TEXT:

Why Off the Hook presents a misguided approach for dealing with “hookup culture”

When it comes to sex in college, everyone seems to know one thing for sure: their peers are having lots of great sex with lots of people, lots of the time.

College today has supposedly given rise to what some have called “hookup culture” — a strange term. “Culture” is an expansive category. The phrase “hookup culture,” neutral on its face, hints at the moral panic that “hooking up” provokes. The thought of people engaging in behaviors ranging from kissing to intercourse outside of a romantic relationship is apparently so alarming that the only explanation can be that these behaviors are products of a different “culture” — an alien system of values, beliefs and practices.

DATASET EXTRACT:
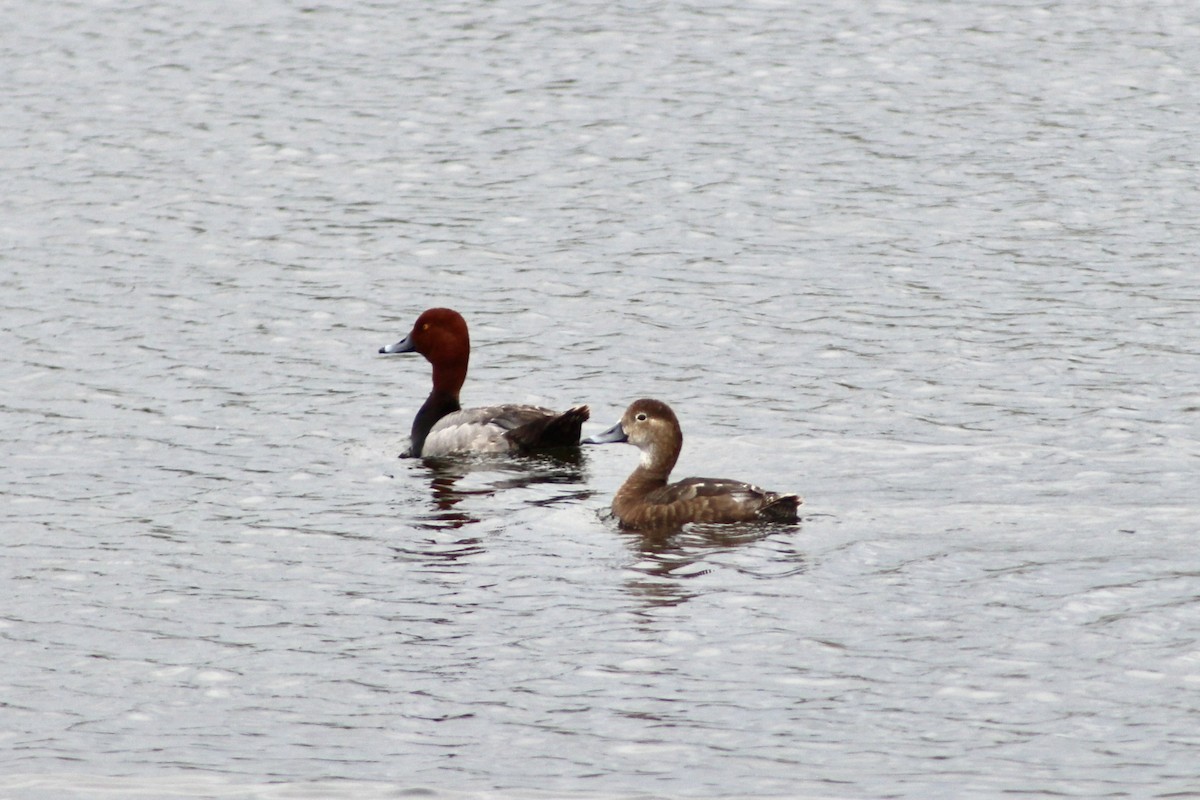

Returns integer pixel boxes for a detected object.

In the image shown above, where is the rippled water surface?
[0,0,1200,799]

WHAT IS EXPECTED:
Answer from the hookup culture text:
1. What does everyone seem to know for sure about their peers' sex in college?
2. What kind of category does the text call "culture"?
3. What does the phrase "hookup culture" hint at?
The material has no connection to the hookup culture text.

SOLUTION TO THIS TASK:
1. That their peers are having lots of great sex with lots of people, lots of the time.
2. An expansive category.
3. The moral panic that "hooking up" provokes.